# Problem to solve
Apart from the pictures, every entry should be reproduced exactly.

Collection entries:
★ ★ ★ ★

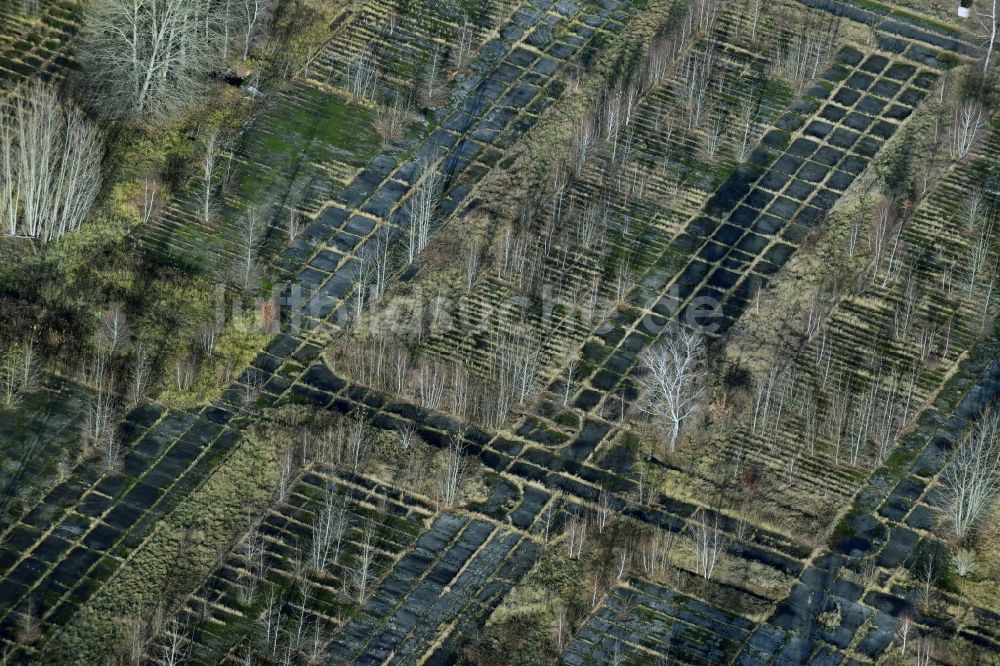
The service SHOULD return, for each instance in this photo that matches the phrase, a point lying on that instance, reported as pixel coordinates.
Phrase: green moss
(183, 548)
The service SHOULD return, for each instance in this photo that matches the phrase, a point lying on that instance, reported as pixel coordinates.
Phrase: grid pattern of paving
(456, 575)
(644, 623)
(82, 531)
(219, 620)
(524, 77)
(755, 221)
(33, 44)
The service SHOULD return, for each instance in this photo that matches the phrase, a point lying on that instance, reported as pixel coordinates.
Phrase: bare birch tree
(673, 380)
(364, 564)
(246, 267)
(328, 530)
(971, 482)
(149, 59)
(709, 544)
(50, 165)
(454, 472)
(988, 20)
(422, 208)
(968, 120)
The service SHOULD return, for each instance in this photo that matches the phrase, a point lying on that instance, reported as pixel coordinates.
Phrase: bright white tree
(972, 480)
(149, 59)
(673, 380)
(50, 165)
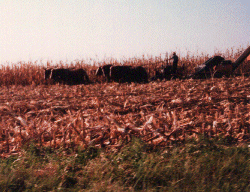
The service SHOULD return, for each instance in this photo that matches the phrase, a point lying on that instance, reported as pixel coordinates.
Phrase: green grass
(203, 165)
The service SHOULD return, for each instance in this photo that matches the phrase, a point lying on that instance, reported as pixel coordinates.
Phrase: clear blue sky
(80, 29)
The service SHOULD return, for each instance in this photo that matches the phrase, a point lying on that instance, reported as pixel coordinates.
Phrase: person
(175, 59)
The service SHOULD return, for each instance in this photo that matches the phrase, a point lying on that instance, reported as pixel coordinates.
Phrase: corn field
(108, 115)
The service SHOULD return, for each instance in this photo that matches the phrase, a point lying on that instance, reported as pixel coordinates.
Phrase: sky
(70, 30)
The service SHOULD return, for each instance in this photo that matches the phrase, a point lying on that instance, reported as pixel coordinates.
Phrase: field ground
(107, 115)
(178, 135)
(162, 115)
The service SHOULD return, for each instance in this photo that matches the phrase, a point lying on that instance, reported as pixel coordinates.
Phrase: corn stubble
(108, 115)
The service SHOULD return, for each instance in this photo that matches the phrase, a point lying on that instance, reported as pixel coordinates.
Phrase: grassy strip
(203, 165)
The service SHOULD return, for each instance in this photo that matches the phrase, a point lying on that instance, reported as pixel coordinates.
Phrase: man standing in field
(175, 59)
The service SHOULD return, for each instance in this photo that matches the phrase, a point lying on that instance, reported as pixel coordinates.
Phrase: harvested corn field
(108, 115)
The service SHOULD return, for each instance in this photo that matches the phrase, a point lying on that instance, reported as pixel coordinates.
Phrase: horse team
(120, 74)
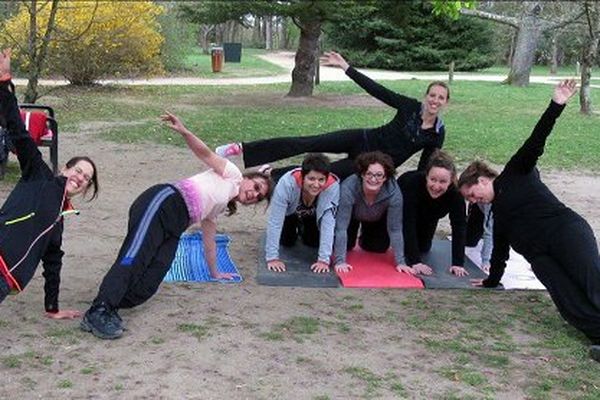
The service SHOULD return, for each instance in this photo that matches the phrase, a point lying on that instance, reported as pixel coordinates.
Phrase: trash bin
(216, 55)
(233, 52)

★ ★ ★ ★

# Written solution
The service SHOULD return, for each instance in this photo that matches the phrase, a point lying on that instance, reported as pixel coordinates.
Phrase: green moss
(183, 548)
The service SHOULD return, for each instance in this photo that matches the phrase, a point lying on that instance, reported as pixel coordinates.
Phrase: grid pattern of paving
(456, 575)
(644, 623)
(82, 531)
(219, 620)
(524, 77)
(755, 221)
(33, 44)
The service SHOULD return, for each instance in this photo that matches the phrase, a point lying on that instance, reported as pixel coordinates.
Phrase: bare birch tree
(673, 380)
(364, 564)
(246, 267)
(328, 530)
(971, 482)
(149, 59)
(709, 544)
(50, 165)
(454, 472)
(988, 20)
(422, 208)
(968, 120)
The service SHOULD return, for each instance in this photo that matches the phrase, a point lying on that instance, reported as pixel coordinates.
Phrase: bright white tree
(972, 480)
(149, 59)
(673, 380)
(50, 165)
The service SHOULD return, for each instance in this photo that matches the phrase, a point lying on that instance, reported as pixel coordinates.
Phrase: green grass
(203, 165)
The service SHOULD return, for each instance in this photo that matches the phrase, a point lying on that instance, reported as pixel coordinates.
Phrase: clear blue sky
(80, 29)
The service SHOULD return, for each instance in this photo that matches the phrase, a point lying on that instance, reported as pixel coordinates.
Phrase: person
(175, 59)
The service SHOULD return, for each instance in this photo that matches the phrase, a point lying on that instance, reported as pixel coordinates.
Phrase: corn field
(108, 115)
The service SHOULD return, for each instance in this photo that matches the phrase, a point lying on that instance, reported as pixel coordinates.
Phrase: sky
(70, 30)
The service SHOULD return, for each instance in this photo that matches the phrase, a point lying on that instance, reported as pixel coordinates.
Phrase: field ground
(107, 115)
(178, 135)
(162, 115)
The service SHOULD return, for each instance in this photo that matches the phrase, a point lying on that instance, reported as pixel coordinates.
Phrase: corn stubble
(108, 115)
The service SHOULD return, for each instance in this photo that matches the phrase, a point lying on that instance, reported as pixel coordinates.
Phrase: grassy strip
(203, 165)
The service SHOULD return, for each instance in this photo that matches the phrase, a point lying on that instance, reported as pixel coordinates.
Phrase: man standing in field
(175, 59)
The service SHOULD return, for each instance in this photo that matches the phrase, a point lying on that instance, reported as pixel coordinates.
Phrase: harvested corn field
(108, 115)
The service SHOULD return, for each instance in this photo that matches the phrase, a point lying on that instance, reported as pixel coordinates.
Phrase: horse team
(120, 74)
The service SHOULD return, for each instance in this photo that matches the phrase, a point lying on that instance, reported as pixel coordinates.
Phrase: trash bin
(216, 55)
(233, 52)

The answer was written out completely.